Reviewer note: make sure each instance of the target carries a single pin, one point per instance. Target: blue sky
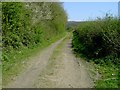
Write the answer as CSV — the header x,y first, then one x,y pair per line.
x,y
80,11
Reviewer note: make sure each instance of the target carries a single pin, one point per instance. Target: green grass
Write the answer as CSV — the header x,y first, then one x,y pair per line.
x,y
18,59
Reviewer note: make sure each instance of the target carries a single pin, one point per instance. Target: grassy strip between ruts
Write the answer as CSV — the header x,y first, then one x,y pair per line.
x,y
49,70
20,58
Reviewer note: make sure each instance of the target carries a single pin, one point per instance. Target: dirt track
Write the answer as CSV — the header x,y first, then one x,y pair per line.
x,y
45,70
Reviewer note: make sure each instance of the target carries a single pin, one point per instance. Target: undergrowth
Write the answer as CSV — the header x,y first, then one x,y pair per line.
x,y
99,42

+ + + + +

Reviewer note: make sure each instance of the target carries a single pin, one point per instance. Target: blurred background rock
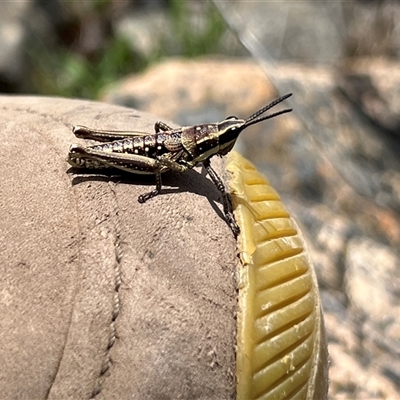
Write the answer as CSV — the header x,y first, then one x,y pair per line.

+ + + + +

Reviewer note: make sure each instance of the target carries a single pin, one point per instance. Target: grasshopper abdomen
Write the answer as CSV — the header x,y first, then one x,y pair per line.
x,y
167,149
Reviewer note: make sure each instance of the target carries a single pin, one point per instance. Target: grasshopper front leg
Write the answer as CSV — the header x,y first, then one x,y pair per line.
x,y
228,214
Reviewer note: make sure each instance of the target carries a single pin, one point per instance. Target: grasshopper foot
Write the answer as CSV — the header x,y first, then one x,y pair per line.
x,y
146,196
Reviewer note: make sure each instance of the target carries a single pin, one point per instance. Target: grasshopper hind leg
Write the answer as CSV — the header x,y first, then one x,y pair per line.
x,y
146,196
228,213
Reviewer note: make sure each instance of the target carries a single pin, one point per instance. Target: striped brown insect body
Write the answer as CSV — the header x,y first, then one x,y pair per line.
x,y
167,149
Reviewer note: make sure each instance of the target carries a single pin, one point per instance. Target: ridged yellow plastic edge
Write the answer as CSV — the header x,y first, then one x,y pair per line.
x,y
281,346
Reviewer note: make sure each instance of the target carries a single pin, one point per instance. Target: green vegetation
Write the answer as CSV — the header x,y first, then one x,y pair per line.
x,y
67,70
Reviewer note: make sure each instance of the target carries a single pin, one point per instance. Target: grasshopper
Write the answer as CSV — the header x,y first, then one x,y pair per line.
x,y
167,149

+ + + + +

- [What to work on]
Here the output must be the lines above from the line with "Target: grasshopper foot" to the line with "brown insect body", both included, duplicated word for word and nothing else.

- [Exercise output]
Reviewer note: make sure each instance of the target carries a single pin, one point per instance. Target: grasshopper foot
Write the answer as CSV — the header x,y first, then one x,y pair per line.
x,y
146,196
Reviewer note: make sure each instance of the target carries a single pin, one point per instance. Target: grasshopper hind leg
Write the answer as CSV — the header x,y first, then one x,y pair per line.
x,y
146,196
228,213
Reviewer note: make sure each instance of the target carries a single pin, one point per instance. Target: striped brown insect body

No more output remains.